Records from a point labeling set
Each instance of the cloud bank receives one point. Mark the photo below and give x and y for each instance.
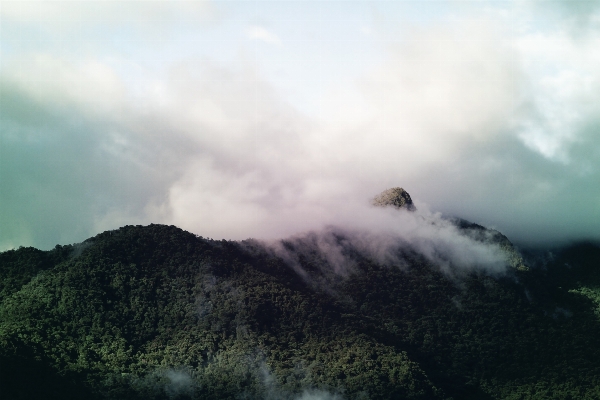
(482, 114)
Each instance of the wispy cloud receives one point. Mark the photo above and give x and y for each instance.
(263, 34)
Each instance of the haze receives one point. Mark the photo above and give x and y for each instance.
(263, 119)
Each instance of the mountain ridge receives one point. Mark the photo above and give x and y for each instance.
(155, 312)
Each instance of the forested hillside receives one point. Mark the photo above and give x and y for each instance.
(155, 312)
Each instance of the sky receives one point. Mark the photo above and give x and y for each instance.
(264, 119)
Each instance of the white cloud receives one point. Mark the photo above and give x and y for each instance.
(498, 129)
(261, 33)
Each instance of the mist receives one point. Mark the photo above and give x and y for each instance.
(384, 235)
(492, 120)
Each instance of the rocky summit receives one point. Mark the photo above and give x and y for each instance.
(395, 197)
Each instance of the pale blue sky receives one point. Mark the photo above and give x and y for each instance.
(234, 119)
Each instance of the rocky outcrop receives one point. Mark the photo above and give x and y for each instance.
(395, 197)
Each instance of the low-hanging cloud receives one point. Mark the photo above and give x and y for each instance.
(499, 128)
(384, 235)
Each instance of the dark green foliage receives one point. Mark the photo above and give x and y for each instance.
(157, 313)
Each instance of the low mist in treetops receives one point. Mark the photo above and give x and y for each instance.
(402, 304)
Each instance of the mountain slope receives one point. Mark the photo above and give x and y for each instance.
(156, 312)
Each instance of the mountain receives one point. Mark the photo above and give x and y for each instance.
(395, 197)
(154, 312)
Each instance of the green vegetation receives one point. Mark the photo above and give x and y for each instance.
(157, 313)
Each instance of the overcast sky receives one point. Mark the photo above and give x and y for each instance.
(238, 119)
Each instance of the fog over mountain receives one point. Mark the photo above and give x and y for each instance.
(267, 119)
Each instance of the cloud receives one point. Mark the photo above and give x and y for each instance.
(384, 235)
(261, 33)
(499, 128)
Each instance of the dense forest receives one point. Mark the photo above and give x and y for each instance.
(154, 312)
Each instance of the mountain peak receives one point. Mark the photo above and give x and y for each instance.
(395, 197)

Problem details — Transcribe the preceding listing in its entirety and with exact wording, leaving out pictures.

The solution —
Each instance of the cloud bank receives one point. Mark the photo below and give x and y for each instance.
(482, 114)
Each instance of the wispy cloud receives one point. Mark the photo above and give x and y for each instance.
(263, 34)
Each instance of the haze receives one point. Mark the photo above and give x and y for each instance.
(263, 119)
Each instance of the mountain ridge receives one point. Mark the photo above and give x and y for each instance.
(155, 312)
Each instance of the forested hillside receives one point. Mark the photo above and give x and y for each instance.
(155, 312)
Each instance of the sky receives one point. Mark the photo above and give x and y for each instance.
(264, 119)
Each instance of the white cloud receives one point. Mark the photo above and give x and y for each instance.
(498, 129)
(261, 33)
Each instance of the mist receives one point. Mark the photo above and give x and y for each instance.
(384, 235)
(492, 120)
Each instance of the rocky summit receives one point. Mark the photo above and give x and y for each instance.
(395, 197)
Each instance of the pale blue sky receives one point. Mark the photo above and give x and y for each instance.
(234, 119)
Each instance of the rocky outcrop receives one point. Mark the photo above and give x and y for each instance.
(395, 197)
Each instance of the low-hanging cloud receives one point. Mark the photo above and give x and y for each instance.
(499, 128)
(384, 235)
Each instance of the dark green foliage receives one point. Mark the photo above and give x and y for each instance.
(157, 313)
Each instance of the low mist in treetops receives one point. Mark the photo above and give x and y for each instance.
(402, 304)
Each instance of the mountain slope receives one point. Mark the photo above and give x and y for each instance.
(156, 312)
Each instance of the mountain receives one point. Mark the photo above and give x and y for each instance.
(395, 197)
(154, 312)
Each instance of the green vegetation receives one point. Mark the photo above and give x and y for each instance.
(157, 313)
Each instance of the overcast sky receives one point. Mark the photo above and give x and y for each instance.
(238, 119)
Each instance of the fog over mountain receives one point. Mark the photo above and give x and y for each instance.
(267, 119)
Each instance of the cloud receives one point. Mark the photo above and give x and y for each instance.
(384, 235)
(261, 33)
(499, 128)
Each instance of the dense forest receives one point. Mark the photo above and give x and y for each instance.
(154, 312)
Each instance of the mountain peak receives one point. Mark the photo above and give x and y for each instance.
(395, 197)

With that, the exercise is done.